POLECENIE 1: Przepisz dokładnie fragment wątku o polskich znakach w systemie, wszystko od słów „Jednak najbardziej denerwuje” w dół aż do słów „Np. tego forum.”.
POLECENIE 2: Kontynuuj wątek o polskich znakach w systemie, zaczynając tuż po jego ostatnim zdaniu.

Luzik  :Wink:  ja troche googlowalem na ten temat wiec wiem troche o tym utf8. Zas jesli wywoluje samo polecenie "man" to i tak mam krzaczki, dopiero przy wywolaniu np "man mc" wszystko gra. Jeszcze taki problem mialem, ze przy przejsciu na baselayout-2 czesto przy boocie i sprawdzaniu dysku polskie znaki sa kwadratami. Nawet wczesniej zalozylem posta w tej sprawie, do glowy mi nie przyszlo ze przy wywolaniu man + program bedzie wszystko poprawnie ;P

----------

## Ormin

soban_ twój skrypt przyniósł pożądany rezultat  Mam jednak jeszcze kilka problemów ze znakami. Chciałbym wyłączyć pisanie dziwnych znaków z altem które nie są polskie. Np. dla t:ŧ czy dla g:ŋ itd. Kolejna sprawa to literka k która ma rozmyte odnóża w operze oraz problemy z innymi dziwnie wyglądającymi znakami, naszczęście już nie tak jak było wcześniej. Podejrzewam, że to wina czcionek, ale zmieniałem już w Operze chyba wszystkie czcionki i jest to samo.

----------

## soban_

 *Ormin wrote:*   

> soban_ twój skrypt przyniósł pożądany rezultat  Mam jednak jeszcze kilka problemów ze znakami. Chciałbym wyłączyć pisanie dziwnych znaków z altem które nie są polskie. Np. dla t:ŧ czy dla g:ŋ itd. Kolejna sprawa to literka k która ma rozmyte odnóża w operze oraz problemy z innymi dziwnie wyglądającymi znakami, naszczęście już nie tak jak było wcześniej. Podejrzewam, że to wina czcionek, ale zmieniałem już w Operze chyba wszystkie czcionki i jest to samo.

 

Sprecyzuj to: "Chciałbym wyłączyć pisanie dziwnych znaków z altem które nie są polskie. Np. dla t:ŧ czy dla g:ŋ itd." - mianowicie gdzie ukazuja sie te dziwne znaczki, w x-ach? Czy w trybie tekstowym? A i powiedz jeszcze jakiego srodowiska graficznego uzywasz - jesli dzieje sie tak tylko w x-ach.

----------

## Ormin

W konsoli mam znaki zapytania jak pisze coś z lewym lub prawym altem. W x'ach pisząc prawym altem mam polskie znaki, ale w xterm pisząc lewym altem mam "chińskie" znaki.

Jednak najbardziej denerwuje mnie dziwna czcionka i rozmyte niektóre znaki, zwłaszcza literka "k" Dotyczy to tylko przeglądarki Opera i tylko niektórych stron internetowych. Np. tego forum.

W Operze na pasku programu mam kwadraty zamiast polskich znaków.

Używam środowiska fragicznego fluxbox.

ZAWARTOŚĆ ZBIORU DANYCH:
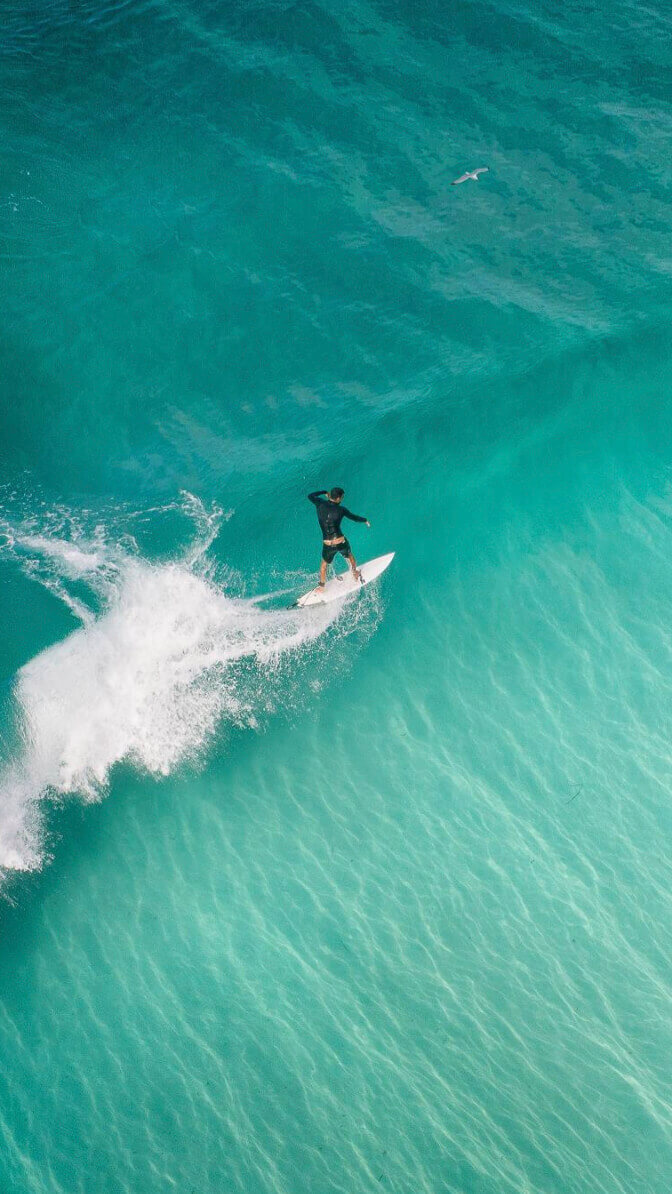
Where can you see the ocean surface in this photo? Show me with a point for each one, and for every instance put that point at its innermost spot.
(377, 897)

WYNIK KOŃCOWY 1:
Jednak najbardziej denerwuje mnie dziwna czcionka i rozmyte niektóre znaki, zwłaszcza literka "k" Dotyczy to tylko przeglądarki Opera i tylko niektórych stron internetowych. Np. tego forum.

WYNIK KOŃCOWY 2:
----------

## soban_

Hm, byla rozmowa tutaj o xorgu, sciagnij sobie jeszcze raz moj konfig zajrzyj do xorg'a i go porownaj. Specjalnie zrobilem aby nie ruszal /etc/X11/xorg.conf bo chyba niechcialbys miec ogromaje rozdzielczosci 1920x1080 z konfigiem pod geforca 9600 gt  :Wink:  http://www.gentoo.org/doc/pl/guide-localization.xml i to http://www.gentoo.org/doc/pl/utf-8.xml jeszcze mozesz przejrzec - na tym wlasnie bazuje moj konfig + troche google  :Wink:  i wlasnej "tworzczosci".

----------

## Ormin

soban_ zainstalowałem sobie dzisiaj czcionki dejavu za pomocą emerge. Zmieniłem ustawienia w operze dokładnie na takie jakie mam pod windowsem, ale nadal mam dziwne czcionki. Kursywa jest jakaś nieczytelna (chodzi o cytaty na forach). W dalszym ciągu mam problem z czcionkami na paskach w operze. Nie wiem jak moge tam przywrócić polskie znaki. Do tego niemiłosiernie bolą mnie oczy od patrzenia na Xy (fluxbox). Jakieś pomysły?  :Rolling Eyes: 

----------

## unK

pobaw się `eselect fontconfig`.

----------

## ryba84

 *Ormin wrote:*   

> Kursywa jest jakaś nieczytelna (chodzi o cytaty na forach).

 

A możesz dać gdzieś zrzut ekranu z tego widoku. Być może masz problem z dpi monitora lub z ustawieniami antyaliasing-u w ~/.fonts.conf

----------

## soban_

 *Ormin wrote:*   

> soban_ zainstalowałem sobie dzisiaj czcionki dejavu za pomocą emerge. Zmieniłem ustawienia w operze dokładnie na takie jakie mam pod windowsem, ale nadal mam dziwne czcionki. Kursywa jest jakaś nieczytelna (chodzi o cytaty na forach). W dalszym ciągu mam problem z czcionkami na paskach w operze. Nie wiem jak moge tam przywrócić polskie znaki. Do tego niemiłosiernie bolą mnie oczy od patrzenia na Xy (fluxbox). Jakieś pomysły? 

 

Wiesz mysle ze to problem dobrych sterownikow do xorga, tez tak mialem na ati...Wklej tutaj xorga + sterowniki jakie zainstalowales, sporubjemy cos podzialac moze razem  :Wink:  moze to wina zlej rozdzielczosci?

----------

## Belliash

afaik kolega ma nvidie...

----------

## soban_

 *Belliash wrote:*   

> afaik kolega ma nvidie...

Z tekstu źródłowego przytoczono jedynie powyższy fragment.